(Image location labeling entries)
───

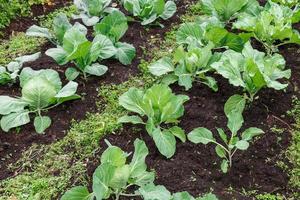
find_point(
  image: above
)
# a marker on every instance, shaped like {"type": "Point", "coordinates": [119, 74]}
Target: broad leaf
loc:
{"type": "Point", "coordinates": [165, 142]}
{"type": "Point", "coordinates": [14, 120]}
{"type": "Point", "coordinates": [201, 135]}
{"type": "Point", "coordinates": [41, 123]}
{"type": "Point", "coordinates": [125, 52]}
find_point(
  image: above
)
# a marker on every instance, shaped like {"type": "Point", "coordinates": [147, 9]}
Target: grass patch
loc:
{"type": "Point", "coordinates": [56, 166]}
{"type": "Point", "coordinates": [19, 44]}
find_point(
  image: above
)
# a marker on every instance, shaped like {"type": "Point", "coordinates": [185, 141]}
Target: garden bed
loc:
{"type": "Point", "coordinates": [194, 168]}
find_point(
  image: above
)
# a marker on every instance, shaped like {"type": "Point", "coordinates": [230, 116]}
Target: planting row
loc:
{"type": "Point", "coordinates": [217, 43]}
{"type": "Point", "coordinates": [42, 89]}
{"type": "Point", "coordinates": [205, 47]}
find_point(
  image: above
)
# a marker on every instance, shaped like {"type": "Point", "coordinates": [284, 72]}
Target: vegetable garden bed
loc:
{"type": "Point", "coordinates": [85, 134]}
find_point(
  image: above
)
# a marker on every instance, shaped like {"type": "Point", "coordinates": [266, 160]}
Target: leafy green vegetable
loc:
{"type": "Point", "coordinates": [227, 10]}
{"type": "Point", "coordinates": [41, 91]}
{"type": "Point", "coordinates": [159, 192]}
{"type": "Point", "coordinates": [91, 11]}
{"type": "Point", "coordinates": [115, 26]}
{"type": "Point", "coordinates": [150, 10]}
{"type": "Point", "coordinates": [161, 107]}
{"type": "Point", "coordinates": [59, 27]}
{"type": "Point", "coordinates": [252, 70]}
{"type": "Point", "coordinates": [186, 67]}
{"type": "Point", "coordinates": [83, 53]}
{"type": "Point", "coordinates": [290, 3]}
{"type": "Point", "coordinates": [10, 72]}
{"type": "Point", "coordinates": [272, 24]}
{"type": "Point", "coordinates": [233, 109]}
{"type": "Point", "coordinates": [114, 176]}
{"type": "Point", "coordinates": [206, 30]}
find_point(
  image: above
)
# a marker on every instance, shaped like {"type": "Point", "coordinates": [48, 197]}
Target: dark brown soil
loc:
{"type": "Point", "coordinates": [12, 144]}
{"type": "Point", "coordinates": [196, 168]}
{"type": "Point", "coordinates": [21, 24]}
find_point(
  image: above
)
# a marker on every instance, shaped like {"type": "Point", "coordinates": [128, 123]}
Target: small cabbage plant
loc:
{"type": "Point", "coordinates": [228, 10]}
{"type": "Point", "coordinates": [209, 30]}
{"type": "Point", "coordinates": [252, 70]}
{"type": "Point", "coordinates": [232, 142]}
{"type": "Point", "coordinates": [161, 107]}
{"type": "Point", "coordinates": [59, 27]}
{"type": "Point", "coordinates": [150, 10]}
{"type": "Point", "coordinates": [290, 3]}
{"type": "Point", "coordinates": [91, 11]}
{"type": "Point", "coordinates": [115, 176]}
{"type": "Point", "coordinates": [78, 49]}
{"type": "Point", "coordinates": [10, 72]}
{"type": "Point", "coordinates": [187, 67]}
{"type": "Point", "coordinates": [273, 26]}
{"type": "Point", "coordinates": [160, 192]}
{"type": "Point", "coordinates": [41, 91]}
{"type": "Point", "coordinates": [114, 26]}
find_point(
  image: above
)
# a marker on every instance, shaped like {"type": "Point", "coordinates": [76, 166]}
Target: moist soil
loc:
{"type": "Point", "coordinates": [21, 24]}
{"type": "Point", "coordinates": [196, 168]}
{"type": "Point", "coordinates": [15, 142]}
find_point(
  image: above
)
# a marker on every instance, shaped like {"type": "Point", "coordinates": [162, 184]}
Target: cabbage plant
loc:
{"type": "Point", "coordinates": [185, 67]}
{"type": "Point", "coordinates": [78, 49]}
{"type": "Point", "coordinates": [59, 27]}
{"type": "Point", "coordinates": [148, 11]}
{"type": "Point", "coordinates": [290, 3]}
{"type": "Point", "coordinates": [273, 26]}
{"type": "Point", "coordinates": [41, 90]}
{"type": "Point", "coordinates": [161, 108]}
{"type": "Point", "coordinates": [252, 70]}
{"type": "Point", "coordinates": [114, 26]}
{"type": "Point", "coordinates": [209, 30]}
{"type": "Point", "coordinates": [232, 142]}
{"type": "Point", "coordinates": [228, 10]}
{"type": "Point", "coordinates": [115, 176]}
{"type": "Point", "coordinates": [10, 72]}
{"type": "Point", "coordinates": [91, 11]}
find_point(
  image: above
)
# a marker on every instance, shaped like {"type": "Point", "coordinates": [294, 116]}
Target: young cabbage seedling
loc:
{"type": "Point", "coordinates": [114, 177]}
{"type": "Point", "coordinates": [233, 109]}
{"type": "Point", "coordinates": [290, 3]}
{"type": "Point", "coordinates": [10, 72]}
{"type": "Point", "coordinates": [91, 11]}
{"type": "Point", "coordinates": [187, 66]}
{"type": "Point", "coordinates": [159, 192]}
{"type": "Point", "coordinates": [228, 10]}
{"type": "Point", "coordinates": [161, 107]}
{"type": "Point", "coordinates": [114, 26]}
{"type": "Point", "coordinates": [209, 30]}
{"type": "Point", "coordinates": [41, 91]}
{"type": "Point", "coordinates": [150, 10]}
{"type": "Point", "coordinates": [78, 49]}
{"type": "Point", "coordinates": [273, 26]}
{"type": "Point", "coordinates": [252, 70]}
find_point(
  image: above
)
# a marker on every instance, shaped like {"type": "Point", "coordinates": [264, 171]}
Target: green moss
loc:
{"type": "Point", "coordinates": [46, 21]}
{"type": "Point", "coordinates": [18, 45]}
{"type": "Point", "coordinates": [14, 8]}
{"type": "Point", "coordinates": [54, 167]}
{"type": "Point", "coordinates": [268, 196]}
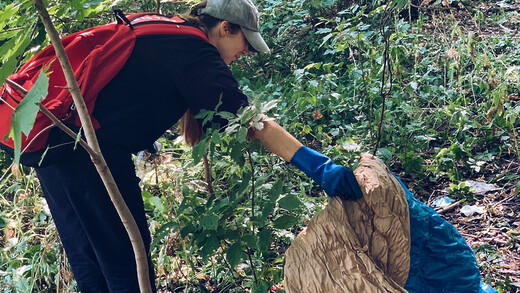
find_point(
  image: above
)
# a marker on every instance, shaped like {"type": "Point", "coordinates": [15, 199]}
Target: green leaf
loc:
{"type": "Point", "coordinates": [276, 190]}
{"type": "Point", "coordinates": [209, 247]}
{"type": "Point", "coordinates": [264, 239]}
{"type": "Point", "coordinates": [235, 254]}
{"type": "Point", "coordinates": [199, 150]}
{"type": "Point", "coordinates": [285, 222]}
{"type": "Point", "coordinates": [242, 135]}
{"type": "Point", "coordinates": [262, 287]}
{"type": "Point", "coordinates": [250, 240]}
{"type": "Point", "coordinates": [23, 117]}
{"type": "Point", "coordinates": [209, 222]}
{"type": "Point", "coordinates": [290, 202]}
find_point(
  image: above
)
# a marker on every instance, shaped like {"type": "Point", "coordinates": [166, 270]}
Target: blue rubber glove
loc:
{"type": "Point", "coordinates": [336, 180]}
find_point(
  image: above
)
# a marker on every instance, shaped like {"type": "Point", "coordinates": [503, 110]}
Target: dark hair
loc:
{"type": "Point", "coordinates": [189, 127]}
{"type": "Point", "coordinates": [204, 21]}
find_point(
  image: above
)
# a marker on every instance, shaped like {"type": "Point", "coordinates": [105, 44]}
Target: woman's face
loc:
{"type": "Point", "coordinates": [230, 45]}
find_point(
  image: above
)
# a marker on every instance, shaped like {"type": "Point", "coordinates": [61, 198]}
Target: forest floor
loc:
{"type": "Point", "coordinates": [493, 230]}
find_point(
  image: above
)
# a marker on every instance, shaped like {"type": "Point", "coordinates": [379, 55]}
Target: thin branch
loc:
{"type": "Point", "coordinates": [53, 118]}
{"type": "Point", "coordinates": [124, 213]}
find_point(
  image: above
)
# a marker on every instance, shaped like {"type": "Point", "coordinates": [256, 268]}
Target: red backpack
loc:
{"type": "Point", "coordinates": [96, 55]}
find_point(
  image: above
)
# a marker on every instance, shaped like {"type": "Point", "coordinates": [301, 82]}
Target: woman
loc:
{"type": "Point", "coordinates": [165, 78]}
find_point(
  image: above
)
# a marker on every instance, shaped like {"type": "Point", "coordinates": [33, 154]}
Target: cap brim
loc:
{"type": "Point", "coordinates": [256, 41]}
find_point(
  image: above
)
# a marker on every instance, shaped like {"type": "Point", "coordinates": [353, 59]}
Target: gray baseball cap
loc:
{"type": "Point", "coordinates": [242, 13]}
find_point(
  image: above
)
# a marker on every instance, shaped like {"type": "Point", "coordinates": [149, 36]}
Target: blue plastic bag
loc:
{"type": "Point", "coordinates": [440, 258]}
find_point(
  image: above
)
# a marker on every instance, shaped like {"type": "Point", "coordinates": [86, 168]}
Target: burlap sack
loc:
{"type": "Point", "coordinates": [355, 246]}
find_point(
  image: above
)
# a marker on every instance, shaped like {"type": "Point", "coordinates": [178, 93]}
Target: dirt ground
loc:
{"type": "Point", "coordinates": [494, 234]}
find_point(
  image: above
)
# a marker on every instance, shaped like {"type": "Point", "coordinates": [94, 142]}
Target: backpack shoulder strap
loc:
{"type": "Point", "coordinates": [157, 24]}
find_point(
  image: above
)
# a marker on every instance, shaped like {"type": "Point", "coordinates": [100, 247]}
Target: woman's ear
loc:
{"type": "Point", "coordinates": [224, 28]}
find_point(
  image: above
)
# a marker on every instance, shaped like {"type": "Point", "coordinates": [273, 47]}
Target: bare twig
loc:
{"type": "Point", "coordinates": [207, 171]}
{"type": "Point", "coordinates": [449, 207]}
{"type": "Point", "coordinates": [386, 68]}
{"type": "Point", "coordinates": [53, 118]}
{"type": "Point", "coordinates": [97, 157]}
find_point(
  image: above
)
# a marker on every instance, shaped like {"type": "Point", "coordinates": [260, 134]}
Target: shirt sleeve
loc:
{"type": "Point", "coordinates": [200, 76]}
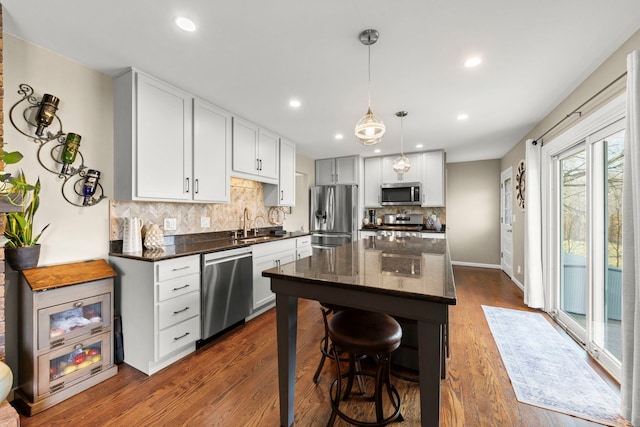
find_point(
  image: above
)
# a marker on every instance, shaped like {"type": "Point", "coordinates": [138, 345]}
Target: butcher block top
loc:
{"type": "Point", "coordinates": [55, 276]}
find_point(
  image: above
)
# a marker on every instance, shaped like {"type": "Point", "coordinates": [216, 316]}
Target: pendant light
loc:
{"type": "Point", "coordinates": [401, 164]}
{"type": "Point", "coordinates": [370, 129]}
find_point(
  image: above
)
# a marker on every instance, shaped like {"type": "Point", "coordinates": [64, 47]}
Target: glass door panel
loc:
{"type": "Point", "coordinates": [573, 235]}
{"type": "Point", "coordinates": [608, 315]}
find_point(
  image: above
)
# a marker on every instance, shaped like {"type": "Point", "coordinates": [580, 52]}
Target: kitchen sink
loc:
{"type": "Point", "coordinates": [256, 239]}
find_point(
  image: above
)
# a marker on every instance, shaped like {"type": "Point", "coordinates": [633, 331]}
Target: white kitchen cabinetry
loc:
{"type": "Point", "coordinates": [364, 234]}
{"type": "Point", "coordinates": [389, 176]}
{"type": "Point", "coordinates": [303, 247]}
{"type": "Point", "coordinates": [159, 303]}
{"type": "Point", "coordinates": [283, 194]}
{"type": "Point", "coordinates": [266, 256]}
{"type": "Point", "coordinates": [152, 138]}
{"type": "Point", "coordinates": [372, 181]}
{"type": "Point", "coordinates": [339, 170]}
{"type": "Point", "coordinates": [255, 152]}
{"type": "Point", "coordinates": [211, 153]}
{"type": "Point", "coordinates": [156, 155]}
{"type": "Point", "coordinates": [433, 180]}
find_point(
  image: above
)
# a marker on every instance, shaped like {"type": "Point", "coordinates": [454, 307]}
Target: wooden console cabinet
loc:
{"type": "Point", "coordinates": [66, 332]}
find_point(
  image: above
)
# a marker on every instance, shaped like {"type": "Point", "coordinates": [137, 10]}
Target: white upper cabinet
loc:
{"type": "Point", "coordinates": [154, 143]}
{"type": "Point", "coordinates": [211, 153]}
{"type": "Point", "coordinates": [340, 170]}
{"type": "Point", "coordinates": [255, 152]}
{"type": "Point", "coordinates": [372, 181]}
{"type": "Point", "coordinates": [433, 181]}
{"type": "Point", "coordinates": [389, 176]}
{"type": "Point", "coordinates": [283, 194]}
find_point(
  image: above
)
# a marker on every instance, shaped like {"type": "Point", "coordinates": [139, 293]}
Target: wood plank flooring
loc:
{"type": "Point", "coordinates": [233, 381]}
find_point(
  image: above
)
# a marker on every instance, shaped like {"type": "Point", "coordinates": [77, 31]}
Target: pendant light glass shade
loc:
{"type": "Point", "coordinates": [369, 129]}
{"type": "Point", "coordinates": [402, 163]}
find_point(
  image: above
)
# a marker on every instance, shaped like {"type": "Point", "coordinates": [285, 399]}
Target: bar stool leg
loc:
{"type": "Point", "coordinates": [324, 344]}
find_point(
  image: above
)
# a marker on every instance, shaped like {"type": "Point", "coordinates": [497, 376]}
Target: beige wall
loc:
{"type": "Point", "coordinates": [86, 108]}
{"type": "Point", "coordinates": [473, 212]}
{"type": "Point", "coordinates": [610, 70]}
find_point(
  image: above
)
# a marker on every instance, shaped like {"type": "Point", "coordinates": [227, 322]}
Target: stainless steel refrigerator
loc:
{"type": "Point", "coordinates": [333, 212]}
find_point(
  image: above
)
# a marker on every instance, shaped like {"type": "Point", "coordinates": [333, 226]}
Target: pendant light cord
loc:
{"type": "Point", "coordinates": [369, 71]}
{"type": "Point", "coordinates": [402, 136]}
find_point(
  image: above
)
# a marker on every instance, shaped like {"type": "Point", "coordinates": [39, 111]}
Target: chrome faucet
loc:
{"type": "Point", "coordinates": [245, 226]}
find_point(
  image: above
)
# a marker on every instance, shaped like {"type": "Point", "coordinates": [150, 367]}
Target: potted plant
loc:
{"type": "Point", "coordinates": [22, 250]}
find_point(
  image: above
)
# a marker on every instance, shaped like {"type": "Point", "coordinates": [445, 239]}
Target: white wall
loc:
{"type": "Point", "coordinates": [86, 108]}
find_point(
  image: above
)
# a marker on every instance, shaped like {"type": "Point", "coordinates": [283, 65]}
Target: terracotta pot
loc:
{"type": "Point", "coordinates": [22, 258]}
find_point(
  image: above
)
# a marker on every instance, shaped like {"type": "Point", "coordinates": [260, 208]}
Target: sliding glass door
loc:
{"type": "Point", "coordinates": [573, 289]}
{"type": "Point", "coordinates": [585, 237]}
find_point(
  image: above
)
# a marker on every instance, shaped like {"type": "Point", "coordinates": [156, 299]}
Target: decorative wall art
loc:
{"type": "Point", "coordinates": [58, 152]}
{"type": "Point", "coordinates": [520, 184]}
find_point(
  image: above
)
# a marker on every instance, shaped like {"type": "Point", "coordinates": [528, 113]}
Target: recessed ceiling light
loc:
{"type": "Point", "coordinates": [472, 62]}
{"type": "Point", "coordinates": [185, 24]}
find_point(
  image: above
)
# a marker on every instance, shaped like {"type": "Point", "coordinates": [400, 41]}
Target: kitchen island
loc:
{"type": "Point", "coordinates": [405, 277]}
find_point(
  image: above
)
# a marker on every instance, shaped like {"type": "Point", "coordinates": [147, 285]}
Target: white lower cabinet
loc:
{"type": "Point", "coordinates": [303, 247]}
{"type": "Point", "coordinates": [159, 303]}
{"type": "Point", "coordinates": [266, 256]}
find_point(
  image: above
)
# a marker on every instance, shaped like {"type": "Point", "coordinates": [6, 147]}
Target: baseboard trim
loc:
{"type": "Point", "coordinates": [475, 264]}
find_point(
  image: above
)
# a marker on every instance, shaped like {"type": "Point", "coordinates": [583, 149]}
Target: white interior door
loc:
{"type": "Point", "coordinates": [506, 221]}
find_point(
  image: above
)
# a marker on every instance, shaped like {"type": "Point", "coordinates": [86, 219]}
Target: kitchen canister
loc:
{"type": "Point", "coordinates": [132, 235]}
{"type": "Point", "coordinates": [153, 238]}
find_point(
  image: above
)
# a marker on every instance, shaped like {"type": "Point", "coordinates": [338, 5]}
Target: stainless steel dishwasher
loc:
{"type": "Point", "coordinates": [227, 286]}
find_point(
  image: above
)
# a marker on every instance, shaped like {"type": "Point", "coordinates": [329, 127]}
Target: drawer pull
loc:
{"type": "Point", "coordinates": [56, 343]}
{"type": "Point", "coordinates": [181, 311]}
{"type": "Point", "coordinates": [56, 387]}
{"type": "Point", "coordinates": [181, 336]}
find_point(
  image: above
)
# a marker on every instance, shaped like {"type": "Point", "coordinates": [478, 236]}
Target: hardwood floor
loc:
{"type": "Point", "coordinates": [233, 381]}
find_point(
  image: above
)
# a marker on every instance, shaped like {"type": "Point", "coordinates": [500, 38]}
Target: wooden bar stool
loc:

───

# [Given request]
Which lines in the material above contain the word "cabbage"? Extract each of them in full.

# [Full output]
Target: small cabbage plant
Target: cabbage plant
Target: young cabbage seedling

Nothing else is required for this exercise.